**Data for processing:**

************

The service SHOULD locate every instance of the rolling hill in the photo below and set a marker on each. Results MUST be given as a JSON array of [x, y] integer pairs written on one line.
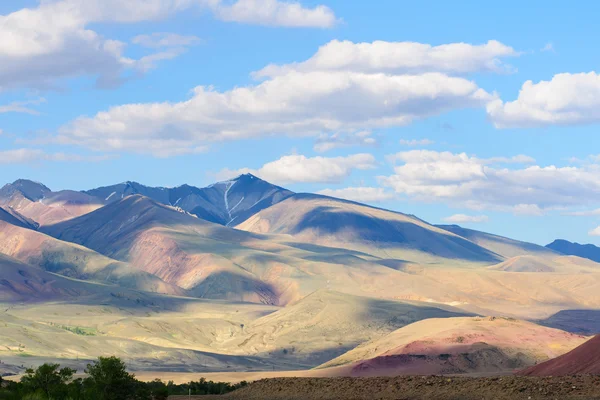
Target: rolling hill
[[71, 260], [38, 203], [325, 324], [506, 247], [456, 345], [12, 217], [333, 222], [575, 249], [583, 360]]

************

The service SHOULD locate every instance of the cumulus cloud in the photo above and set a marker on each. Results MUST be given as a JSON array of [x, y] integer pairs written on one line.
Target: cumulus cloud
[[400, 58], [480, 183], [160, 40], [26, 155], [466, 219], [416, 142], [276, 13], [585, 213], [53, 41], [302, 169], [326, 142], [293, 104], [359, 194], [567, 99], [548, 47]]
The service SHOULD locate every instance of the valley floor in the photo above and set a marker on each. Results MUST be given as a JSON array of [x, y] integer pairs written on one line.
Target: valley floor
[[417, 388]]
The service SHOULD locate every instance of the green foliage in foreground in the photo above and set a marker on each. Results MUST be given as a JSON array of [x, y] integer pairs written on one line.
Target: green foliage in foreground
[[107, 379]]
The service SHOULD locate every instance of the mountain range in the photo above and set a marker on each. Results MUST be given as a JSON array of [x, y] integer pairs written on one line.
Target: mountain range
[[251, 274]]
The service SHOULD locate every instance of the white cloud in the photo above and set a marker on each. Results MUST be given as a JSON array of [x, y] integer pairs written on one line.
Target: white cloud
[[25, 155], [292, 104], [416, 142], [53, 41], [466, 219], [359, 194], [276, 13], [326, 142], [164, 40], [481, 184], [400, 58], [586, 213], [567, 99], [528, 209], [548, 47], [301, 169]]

************

**Exercise requirements:** Print, without alteration, only the lines above between the one holding "The service SHOULD locate every instance of the green" and the one holding "The service SHOULD locate every instance of the white", inclusive.

**Result of this task:**
The service SHOULD locate every instance of the green foliage in foreground in the photo above and set a marker on each. Results MUST be given as a JSON array of [x, y] integer pairs written on one line.
Target: green foliage in foreground
[[107, 379]]
The service SHOULD locate every instance of the mountain range in the photo above and set a marker on each. Results MUST be given as a JSON array of [x, y] integer pairs written on one line.
Target: mountain range
[[251, 274]]
The service SHOULD locate every instance of the white cloud in the photo above and set a marker on each. Results MUST be given as a JSON array of [x, y] integer pairs written on one line.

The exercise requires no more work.